Dataset excerpt:
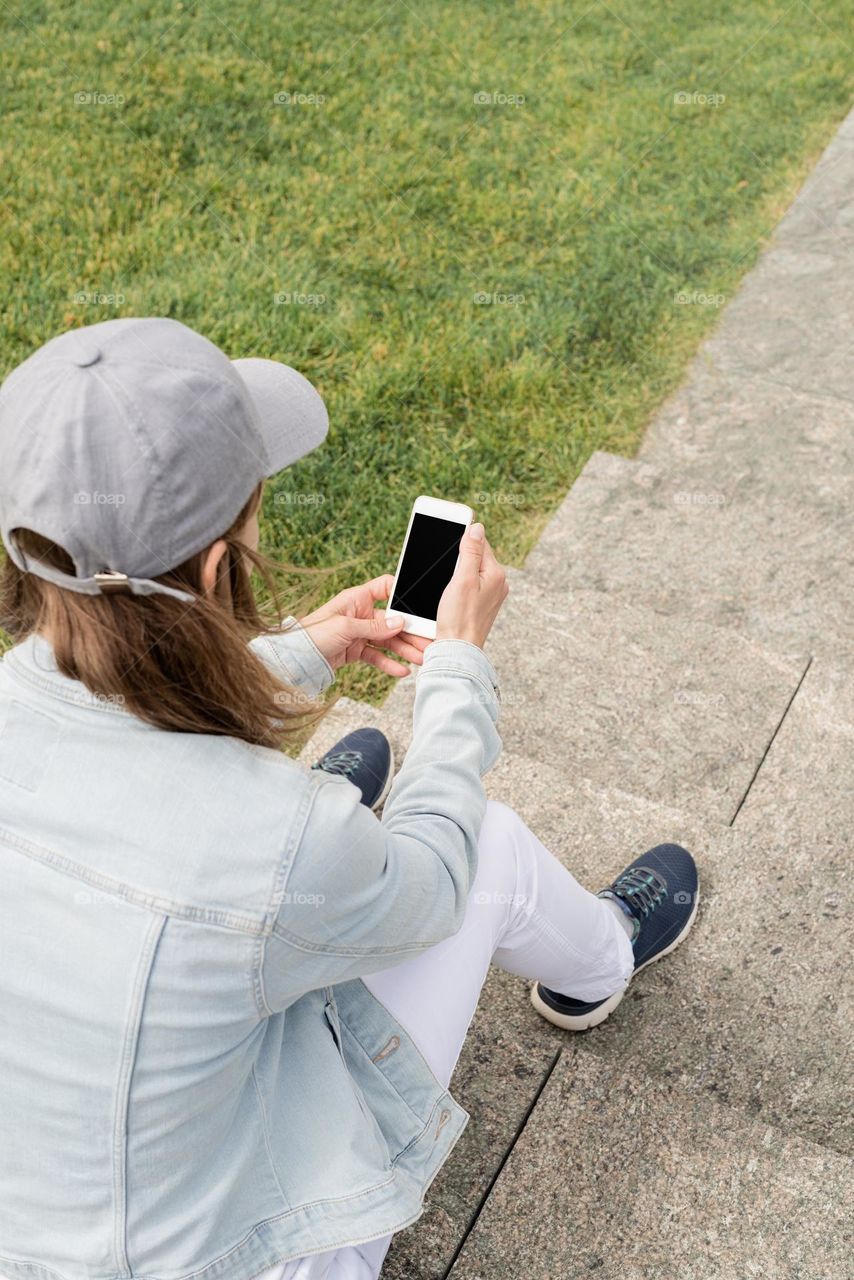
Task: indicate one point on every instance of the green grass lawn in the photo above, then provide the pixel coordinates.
(469, 224)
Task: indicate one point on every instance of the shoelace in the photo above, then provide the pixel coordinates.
(342, 762)
(640, 888)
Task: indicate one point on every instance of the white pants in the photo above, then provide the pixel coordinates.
(525, 914)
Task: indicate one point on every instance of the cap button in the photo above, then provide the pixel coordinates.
(85, 353)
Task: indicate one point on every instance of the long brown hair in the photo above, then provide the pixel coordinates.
(178, 666)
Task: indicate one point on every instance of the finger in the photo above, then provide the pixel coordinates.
(377, 629)
(398, 645)
(379, 588)
(471, 549)
(489, 566)
(379, 659)
(419, 641)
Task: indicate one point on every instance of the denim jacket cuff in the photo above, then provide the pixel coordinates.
(461, 657)
(293, 654)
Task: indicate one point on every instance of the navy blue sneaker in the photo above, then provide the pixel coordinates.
(365, 757)
(660, 892)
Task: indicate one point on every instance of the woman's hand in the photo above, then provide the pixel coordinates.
(350, 629)
(474, 595)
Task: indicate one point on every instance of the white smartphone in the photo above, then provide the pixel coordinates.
(428, 561)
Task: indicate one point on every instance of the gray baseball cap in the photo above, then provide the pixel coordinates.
(135, 443)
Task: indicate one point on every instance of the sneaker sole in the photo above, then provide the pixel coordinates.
(584, 1022)
(387, 785)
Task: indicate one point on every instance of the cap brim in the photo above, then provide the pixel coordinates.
(292, 417)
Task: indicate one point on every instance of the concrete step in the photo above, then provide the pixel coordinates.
(752, 439)
(823, 211)
(727, 556)
(790, 320)
(668, 708)
(629, 1179)
(803, 795)
(748, 1011)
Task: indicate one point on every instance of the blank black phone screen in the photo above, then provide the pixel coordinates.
(428, 566)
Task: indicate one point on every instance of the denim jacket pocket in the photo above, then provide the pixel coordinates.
(330, 1011)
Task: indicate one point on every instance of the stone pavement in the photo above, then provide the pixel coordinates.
(690, 680)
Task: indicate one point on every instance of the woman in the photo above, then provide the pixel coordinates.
(231, 997)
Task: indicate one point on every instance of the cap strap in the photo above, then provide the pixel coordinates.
(106, 583)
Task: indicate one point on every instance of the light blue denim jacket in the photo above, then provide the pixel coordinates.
(193, 1079)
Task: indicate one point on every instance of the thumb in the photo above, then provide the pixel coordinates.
(471, 549)
(377, 627)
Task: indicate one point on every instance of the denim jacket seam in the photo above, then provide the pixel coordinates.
(265, 1129)
(118, 888)
(51, 686)
(283, 871)
(127, 1065)
(446, 668)
(293, 940)
(391, 1082)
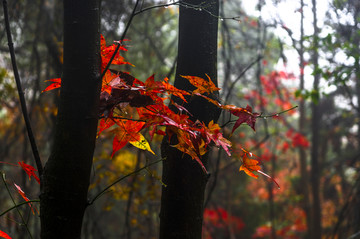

TASK TO CARRY OUT:
Reproduce the data verbatim, starting at the line that contains "Task: indicate one point on every instance of the thumb" and ending at the end of the data. Omit the pictures from your output.

REPLY:
Task: indicate one point on every instance of the thumb in the photo above, then provide the pixel coordinates.
(471, 549)
(377, 627)
Task: indicate one point on every instance of the denim jacket seam in the photo above, then provide the pixel coordinates.
(265, 1129)
(118, 888)
(51, 686)
(283, 871)
(127, 1065)
(446, 668)
(293, 940)
(391, 1082)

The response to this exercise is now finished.